> SEITENAUSZUG:
╔══
Des Weiteren ist die starke Beteiligung zivilgesellschaftlicher Akteure in Energieprojekten charakteristisch für die Energiewende (z.B. Tews 2015: 278). Überdies kommt dem im Jahr 2000 in Kraft getretenen Gesetz für den Ausbau erneuerbarer Energien (EEG) eine Schlüsselrolle im Gesamtprozess der Energiewende zu, worauf ich in Kürze genauer eingehen werde. An dieser Stelle erscheint es mir zunächst notwendig, die Handlungskompetenzen der EU in Fragen der Energiepolitik zu beleuchten, bevor näher auf theoretische Konzepte von Politikausbreitungsprozessen eingegangen wird.
Der energiepolitische Rahmen der EU
Dass eine gemeinsame Energiepolitik nicht erst seit Beschluss der Energieunion ein bedeutendes Anliegen der EU darstellt, wird mit Hinblick auf ihre Gründungsgeschichte schnell deutlich. Bereits in den 1950er Jahren wurden sowohl die Europäische Gemeinschaft für Kohle und Stahl als auch die Europäische Atomgemeinschaft gegründet, die beide im Jahr 2002 in die Europäische Gemeinschaft und somit in die spätere EU übergingen. Seit 2015 wird auch das gemeinsame langfristige Ziel einer Energieunion angestrebt (Fischer 2016: 349). Doch verfügt die EU erst seit Inkrafttreten des Vertrags von Lissabon im Jahr 2009 über Handlungskompetenzen in der Formulierung gemeinsamer Energiepolitiken (Tosun und Solorio 2011: 2). Hinsichtlich des Primärrechts ist zu betonen, dass die EU gemäß Artikel 194 Absatz 2 Satz 3 des Vertrags über die Arbeitsweise der Europäischen Union (AEUV) den Mitgliedsstaaten die volle Souveränität bezüglich der Nutzung ihrer Energieressourcen, der Wahl zwischen Energiequellen und der Struktur der Energieversorgung zuerkennt (EU 2012: 135). Immerhin ist es der EU gemäß Artikel 192 des AEUV erlaubt, sowohl steuerliche Vorschriften als auch Maßnahmen zu erlassen, die die Wahl zwischen Energiequellen sowie die Struktur der Energieversorgung in erheblichem Maße betreffen (EU 2012: 133). Zwei bedeutende Schritte im europäischen Sekundärrecht stellen hingegen zum einen die Verabschiedung der Richtlinie 2009/28/EC zur Förderung erneuerbarer Energien auf EU-Ebene dar (EU 2009). Zum anderen betonte die Europäische Kommission in ihrer „Energie 2020“-Strategie mehrere Ziele, die alle Mitgliedstaaten auf EU-Ebene gemeinsam erreichen sollen. Dazu zählt unter anderem die Erhöhung des Anteils erneuerbarer Energiequellen auf 20 Prozent bis zum Jahr 2020 (Europäische Kommission 2010: 2).
╚══
Einträge zur Positionsidentifikation:
╔══
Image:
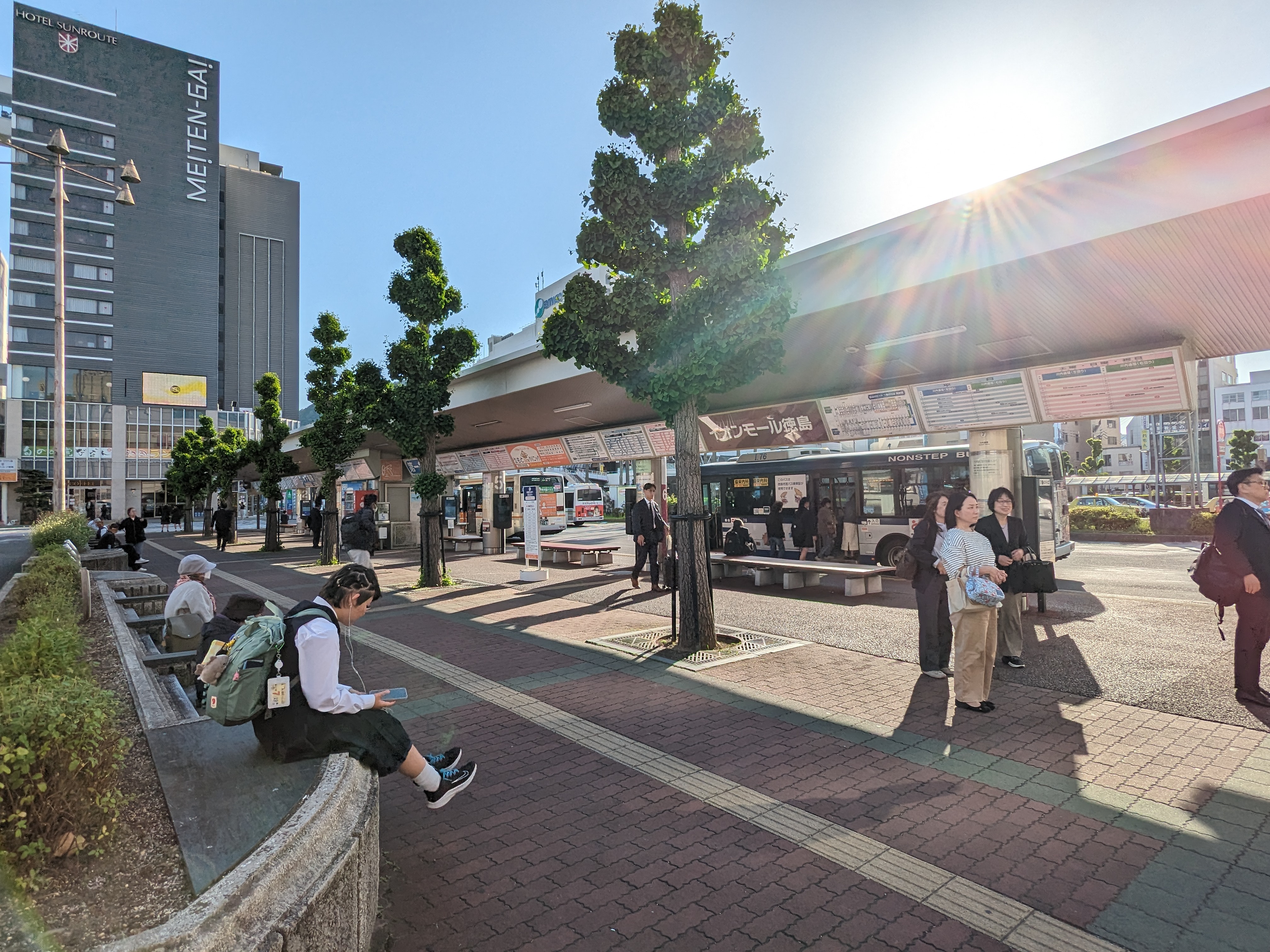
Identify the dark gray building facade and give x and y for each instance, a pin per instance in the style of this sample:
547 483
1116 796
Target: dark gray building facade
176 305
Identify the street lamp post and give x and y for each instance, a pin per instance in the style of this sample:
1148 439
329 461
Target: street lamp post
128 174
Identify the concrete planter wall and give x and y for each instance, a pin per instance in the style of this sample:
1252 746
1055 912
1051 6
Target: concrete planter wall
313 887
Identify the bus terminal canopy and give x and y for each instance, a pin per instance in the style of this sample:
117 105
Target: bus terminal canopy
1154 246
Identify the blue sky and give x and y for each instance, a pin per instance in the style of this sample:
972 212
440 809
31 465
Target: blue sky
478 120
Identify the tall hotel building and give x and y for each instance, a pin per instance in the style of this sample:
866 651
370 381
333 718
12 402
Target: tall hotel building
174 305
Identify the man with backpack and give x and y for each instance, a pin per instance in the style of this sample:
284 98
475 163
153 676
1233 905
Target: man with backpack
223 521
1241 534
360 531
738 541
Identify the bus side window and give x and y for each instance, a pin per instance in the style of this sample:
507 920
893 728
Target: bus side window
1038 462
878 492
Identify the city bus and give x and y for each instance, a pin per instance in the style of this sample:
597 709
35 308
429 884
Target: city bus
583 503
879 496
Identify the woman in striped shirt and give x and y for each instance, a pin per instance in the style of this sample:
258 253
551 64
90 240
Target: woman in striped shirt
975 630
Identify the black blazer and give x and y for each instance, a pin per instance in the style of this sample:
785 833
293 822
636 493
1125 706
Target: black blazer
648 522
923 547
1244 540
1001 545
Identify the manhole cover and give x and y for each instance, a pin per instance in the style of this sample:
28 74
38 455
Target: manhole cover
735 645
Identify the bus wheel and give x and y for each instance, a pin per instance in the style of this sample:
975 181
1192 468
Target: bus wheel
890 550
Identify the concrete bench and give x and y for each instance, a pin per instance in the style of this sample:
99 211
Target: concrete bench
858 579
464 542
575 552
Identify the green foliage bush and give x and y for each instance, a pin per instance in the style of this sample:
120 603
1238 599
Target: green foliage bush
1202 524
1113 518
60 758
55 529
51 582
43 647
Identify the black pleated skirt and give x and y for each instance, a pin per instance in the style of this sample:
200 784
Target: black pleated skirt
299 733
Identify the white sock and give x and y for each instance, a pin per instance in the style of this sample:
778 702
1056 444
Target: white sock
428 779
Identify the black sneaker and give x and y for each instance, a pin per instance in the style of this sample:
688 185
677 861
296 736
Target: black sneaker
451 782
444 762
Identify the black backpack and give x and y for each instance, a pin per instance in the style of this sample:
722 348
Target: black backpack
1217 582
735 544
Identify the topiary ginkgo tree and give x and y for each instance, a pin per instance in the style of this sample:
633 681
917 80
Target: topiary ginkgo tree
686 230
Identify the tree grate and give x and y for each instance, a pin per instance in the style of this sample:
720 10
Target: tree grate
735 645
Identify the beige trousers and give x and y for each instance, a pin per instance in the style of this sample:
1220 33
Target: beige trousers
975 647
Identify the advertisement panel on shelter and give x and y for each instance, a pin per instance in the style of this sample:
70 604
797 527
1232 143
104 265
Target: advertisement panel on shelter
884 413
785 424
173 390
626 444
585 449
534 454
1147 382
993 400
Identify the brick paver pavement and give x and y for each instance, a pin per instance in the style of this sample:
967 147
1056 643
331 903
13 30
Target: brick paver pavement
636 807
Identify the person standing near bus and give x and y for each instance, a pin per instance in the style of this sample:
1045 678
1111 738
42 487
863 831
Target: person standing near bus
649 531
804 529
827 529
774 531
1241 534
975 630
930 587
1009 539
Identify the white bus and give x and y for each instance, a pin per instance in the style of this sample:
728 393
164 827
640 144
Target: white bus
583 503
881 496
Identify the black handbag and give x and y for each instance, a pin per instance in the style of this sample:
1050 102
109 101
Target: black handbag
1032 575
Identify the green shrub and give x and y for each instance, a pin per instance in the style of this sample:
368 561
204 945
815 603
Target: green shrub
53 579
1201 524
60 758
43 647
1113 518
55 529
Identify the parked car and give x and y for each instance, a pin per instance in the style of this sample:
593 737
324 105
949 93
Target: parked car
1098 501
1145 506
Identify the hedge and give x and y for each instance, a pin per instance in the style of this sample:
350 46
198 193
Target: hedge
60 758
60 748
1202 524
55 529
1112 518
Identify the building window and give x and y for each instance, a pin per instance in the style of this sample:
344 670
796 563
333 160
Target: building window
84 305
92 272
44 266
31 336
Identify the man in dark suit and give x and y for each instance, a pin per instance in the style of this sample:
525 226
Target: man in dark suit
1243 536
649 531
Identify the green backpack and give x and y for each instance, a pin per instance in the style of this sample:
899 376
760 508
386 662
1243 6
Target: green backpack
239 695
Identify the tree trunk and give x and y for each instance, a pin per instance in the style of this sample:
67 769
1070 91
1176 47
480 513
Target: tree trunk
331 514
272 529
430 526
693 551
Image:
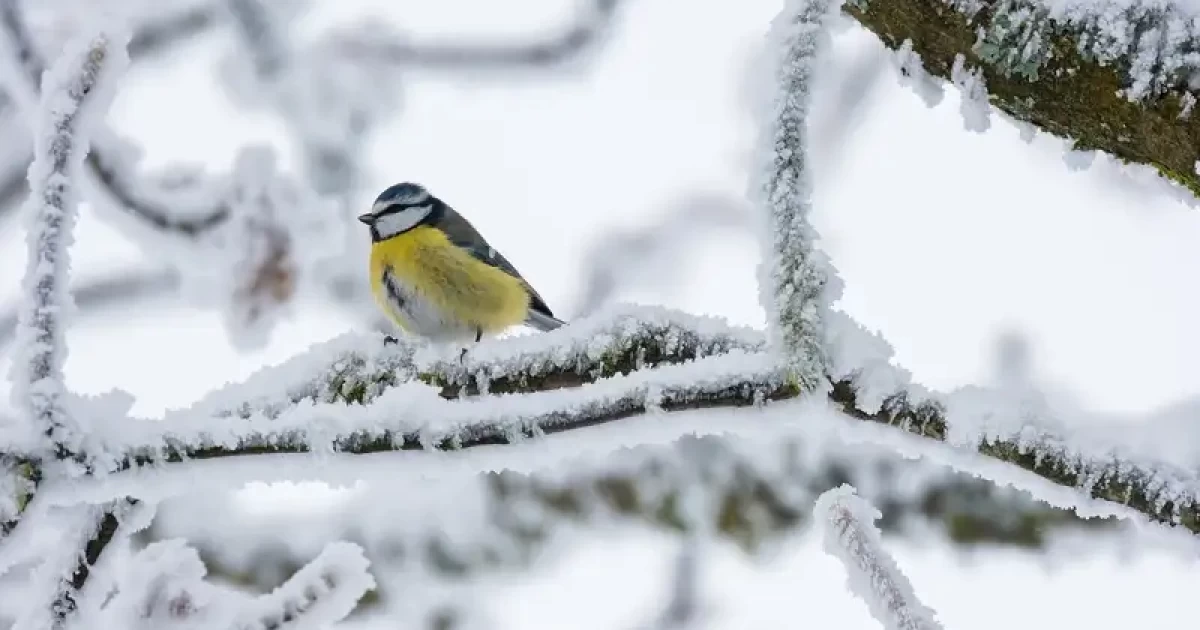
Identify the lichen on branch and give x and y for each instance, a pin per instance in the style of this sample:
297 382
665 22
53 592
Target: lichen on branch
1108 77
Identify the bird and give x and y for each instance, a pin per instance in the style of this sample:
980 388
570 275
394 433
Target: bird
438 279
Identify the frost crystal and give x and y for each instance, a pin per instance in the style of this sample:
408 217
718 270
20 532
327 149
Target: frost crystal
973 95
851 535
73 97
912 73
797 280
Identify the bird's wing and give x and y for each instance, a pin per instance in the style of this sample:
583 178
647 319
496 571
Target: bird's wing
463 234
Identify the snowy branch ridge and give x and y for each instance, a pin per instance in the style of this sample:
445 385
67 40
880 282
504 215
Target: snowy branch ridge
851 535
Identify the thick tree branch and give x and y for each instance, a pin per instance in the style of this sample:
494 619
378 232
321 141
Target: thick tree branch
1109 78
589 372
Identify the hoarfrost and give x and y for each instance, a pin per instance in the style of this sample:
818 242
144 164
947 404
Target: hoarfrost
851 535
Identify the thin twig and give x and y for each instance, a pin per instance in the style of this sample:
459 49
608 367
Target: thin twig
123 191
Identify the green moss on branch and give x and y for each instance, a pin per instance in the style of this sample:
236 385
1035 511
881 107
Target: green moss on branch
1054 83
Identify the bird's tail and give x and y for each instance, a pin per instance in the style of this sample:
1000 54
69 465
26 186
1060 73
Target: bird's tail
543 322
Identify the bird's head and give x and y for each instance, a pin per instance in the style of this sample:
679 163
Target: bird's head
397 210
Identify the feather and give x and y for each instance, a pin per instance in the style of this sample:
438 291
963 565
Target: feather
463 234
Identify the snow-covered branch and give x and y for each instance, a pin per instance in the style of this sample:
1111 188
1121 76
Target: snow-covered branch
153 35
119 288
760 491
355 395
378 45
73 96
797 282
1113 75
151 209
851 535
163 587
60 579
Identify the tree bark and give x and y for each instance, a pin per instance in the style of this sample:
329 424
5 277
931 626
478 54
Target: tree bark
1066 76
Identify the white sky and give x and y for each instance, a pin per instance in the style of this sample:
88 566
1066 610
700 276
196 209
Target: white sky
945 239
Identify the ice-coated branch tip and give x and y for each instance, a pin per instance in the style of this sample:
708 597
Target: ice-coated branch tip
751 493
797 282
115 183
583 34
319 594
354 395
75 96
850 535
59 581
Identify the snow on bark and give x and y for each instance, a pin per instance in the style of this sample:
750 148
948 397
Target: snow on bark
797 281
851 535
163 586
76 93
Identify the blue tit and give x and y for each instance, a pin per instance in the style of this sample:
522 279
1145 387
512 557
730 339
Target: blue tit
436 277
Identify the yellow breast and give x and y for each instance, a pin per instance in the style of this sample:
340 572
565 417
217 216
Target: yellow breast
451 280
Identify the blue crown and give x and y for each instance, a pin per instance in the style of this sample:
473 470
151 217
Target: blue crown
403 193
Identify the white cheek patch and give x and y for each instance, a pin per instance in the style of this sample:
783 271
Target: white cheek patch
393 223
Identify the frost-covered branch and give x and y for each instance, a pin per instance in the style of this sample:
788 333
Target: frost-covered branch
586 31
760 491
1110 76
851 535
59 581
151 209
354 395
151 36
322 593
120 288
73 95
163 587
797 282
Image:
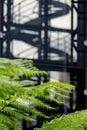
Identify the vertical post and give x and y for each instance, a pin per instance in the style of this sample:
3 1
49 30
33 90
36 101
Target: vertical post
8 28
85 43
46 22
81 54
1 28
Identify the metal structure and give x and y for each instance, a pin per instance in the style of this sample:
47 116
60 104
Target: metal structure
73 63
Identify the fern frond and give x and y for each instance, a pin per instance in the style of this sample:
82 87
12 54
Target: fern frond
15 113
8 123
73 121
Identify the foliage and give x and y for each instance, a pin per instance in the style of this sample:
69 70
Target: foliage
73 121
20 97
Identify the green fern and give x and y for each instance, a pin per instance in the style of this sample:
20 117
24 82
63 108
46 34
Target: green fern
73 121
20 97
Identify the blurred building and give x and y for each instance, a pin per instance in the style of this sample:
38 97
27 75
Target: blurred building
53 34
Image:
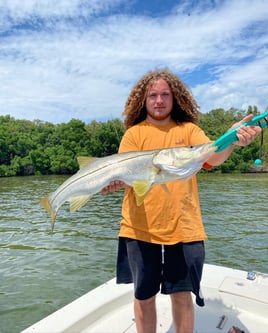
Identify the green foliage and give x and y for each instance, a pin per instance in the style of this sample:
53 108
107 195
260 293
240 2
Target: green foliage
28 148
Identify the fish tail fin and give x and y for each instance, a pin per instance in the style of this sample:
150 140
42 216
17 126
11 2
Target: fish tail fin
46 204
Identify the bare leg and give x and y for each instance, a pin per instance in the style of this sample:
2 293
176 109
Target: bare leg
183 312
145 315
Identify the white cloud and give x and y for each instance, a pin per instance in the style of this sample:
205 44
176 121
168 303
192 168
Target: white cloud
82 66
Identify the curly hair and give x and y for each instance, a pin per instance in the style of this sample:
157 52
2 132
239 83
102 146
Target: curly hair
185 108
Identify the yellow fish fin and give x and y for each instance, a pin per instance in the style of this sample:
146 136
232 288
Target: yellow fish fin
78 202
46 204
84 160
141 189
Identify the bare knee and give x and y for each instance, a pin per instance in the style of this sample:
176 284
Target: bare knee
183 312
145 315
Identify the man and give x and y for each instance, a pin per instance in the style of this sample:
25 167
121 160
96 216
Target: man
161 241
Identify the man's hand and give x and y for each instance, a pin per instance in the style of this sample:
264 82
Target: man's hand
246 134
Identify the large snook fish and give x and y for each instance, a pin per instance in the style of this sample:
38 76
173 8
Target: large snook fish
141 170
╚══
> ZIELSETZUNGEN:
a) Geben Sie aus dem Seitenauszug alles von „Des Weiteren ist“ bis hinunter zu „Politikausbreitungsprozessen eingegangen wird.“ wortgetreu wieder.
b) Seit welchem Ereignis verfügt die EU laut dem Seitenauszug über Handlungskompetenzen bei der Formulierung gemeinsamer Energiepolitiken?

> GELÖSTE AUFGABEN:
a)
Des Weiteren ist die starke Beteiligung zivilgesellschaftlicher Akteure in Energieprojekten charakteristisch für die Energiewende (z.B. Tews 2015: 278). Überdies kommt dem im Jahr 2000 in Kraft getretenen Gesetz für den Ausbau erneuerbarer Energien (EEG) eine Schlüsselrolle im Gesamtprozess der Energiewende zu, worauf ich in Kürze genauer eingehen werde. An dieser Stelle erscheint es mir zunächst notwendig, die Handlungskompetenzen der EU in Fragen der Energiepolitik zu beleuchten, bevor näher auf theoretische Konzepte von Politikausbreitungsprozessen eingegangen wird.

b) Seit dem Inkrafttreten des Vertrags von Lissabon im Jahr 2009.